§ **Exercise**
Below is a set of records; print all of them exactly as written.

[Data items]
--------------------------------------------------

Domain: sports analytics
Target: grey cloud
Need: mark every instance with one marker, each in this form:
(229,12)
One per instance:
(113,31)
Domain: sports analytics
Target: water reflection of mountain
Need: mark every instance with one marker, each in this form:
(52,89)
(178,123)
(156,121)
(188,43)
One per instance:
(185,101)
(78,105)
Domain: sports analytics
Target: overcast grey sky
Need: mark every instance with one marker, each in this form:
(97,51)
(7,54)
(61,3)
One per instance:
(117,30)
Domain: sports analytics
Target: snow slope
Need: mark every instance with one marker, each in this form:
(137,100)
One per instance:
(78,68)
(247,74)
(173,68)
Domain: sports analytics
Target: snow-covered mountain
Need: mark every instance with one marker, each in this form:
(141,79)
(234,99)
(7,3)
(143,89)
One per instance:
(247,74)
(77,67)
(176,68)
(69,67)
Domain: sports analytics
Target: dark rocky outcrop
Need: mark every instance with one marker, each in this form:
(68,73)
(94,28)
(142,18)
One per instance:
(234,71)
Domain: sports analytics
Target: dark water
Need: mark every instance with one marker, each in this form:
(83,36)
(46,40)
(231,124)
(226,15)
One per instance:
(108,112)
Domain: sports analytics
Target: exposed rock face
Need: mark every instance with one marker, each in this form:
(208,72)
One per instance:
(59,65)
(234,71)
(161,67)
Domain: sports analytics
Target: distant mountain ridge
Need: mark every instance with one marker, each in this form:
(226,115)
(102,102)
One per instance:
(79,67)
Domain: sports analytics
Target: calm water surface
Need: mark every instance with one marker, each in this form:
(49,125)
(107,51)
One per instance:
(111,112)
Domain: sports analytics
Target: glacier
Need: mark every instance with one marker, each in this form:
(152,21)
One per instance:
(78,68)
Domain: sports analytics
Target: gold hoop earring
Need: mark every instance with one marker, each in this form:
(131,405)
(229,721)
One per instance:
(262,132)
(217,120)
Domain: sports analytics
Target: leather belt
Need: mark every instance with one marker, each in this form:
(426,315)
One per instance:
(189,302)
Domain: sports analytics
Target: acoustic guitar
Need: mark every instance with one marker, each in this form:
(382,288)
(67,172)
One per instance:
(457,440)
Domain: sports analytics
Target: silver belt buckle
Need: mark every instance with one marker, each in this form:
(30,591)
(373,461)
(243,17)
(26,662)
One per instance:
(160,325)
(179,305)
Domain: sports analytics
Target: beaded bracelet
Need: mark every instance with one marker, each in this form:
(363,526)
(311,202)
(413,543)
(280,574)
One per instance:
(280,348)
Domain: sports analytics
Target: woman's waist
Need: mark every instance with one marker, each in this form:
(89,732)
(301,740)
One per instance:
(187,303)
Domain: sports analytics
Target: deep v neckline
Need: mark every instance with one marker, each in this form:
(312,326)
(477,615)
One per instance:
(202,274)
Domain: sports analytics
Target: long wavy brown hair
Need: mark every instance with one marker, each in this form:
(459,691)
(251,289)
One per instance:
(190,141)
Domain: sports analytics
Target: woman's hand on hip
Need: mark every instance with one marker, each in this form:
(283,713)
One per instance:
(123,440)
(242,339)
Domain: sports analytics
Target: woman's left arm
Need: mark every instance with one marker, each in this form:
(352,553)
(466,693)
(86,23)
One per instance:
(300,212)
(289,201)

--------------------------------------------------

§ **Correct output**
Domain: sports analytics
Target: grey cloud
Need: mark every instance with one marker, each in this form:
(229,12)
One per instance:
(113,31)
Domain: sports analytics
Target: water reflection of mountain
Need: mark every instance with one marker, each in this form:
(52,89)
(178,123)
(156,121)
(188,43)
One per instance:
(185,101)
(78,105)
Domain: sports analytics
Target: overcast grey sky
Need: mark every instance with one marker, each in this form:
(97,51)
(7,54)
(61,3)
One per instance:
(117,30)
Domain: sports analytics
Target: snow slope
Need: mark every instance with one marker, each in this form:
(137,100)
One per instance:
(78,68)
(247,74)
(173,68)
Domain: sports analytics
Target: snow-covered mountain
Need: mark every instance with one marker, each in this form:
(141,79)
(234,99)
(7,3)
(143,89)
One per instance:
(247,74)
(77,67)
(176,68)
(69,67)
Domain: sports analytics
Target: dark rocky outcrop
Need: mark every instance with one marker, each in this form:
(68,73)
(94,28)
(142,18)
One per instance:
(234,71)
Domain: sports analytics
Target: dark water
Need: mark every instance with one marker, each in this form:
(83,36)
(46,40)
(231,124)
(226,15)
One per instance:
(108,112)
Domain: sports analytics
Target: exposed rock face
Need: mark every instance with one marker, each in this form:
(208,72)
One per instance:
(59,65)
(234,71)
(161,67)
Domain: sports analytics
Target: distant mountain ridge
Need: mark every instance with one marker, each in this form:
(226,115)
(102,102)
One per instance:
(79,67)
Domain: sports analytics
Target: calm water surface
Need: mark every instance with one marker, each in this form:
(49,125)
(107,51)
One per instance:
(111,112)
Domain: sports analytics
Target: glacier
Need: mark every instance with one marker, each in this form:
(152,21)
One per instance:
(78,68)
Domain: sports analytics
Target: gold hoop earring
Need: mark every instance with one marker, each in this form:
(131,405)
(229,721)
One per instance:
(262,132)
(217,120)
Domain: sports analytics
Target: leather belt
Need: mark every instance with one marker, each in this form:
(426,315)
One per instance:
(189,302)
Domain: sports analytics
Target: acoustic guitar
Need: mark every instance with one marker, each in this form:
(382,288)
(67,172)
One per instance:
(457,440)
Domain: sports analytics
Target: silver belt buckle
Need: mark every instance with one marker, each in this form:
(30,591)
(373,461)
(243,17)
(26,662)
One per instance:
(160,325)
(179,305)
Domain: sports analytics
Target: beaded bracelet
Need: mark every instance with one marker, each in this form:
(363,526)
(311,202)
(413,543)
(280,574)
One per instance:
(280,348)
Domain: sports analytics
Target: woman's waist
Need: mark every instance with one marker, each in this form:
(89,732)
(301,740)
One per instance:
(187,303)
Domain: sports analytics
Target: deep v neckline
Need: mark every instance with one marker, each in this form:
(312,326)
(477,615)
One per instance:
(202,274)
Domain: sports analytics
Target: long wavy brown hair
Need: mark every instance with one marker, each in this form:
(459,691)
(251,289)
One per instance:
(190,141)
Domain: sports analytics
Target: woman's hand on hip
Need: mark every instance with one marker, each in this form:
(283,713)
One per instance:
(123,440)
(242,339)
Domain: sports analytics
Target: woman's left arm
Need: mark every instance with one marker, each in this form:
(352,553)
(466,693)
(86,23)
One per instance:
(300,212)
(289,201)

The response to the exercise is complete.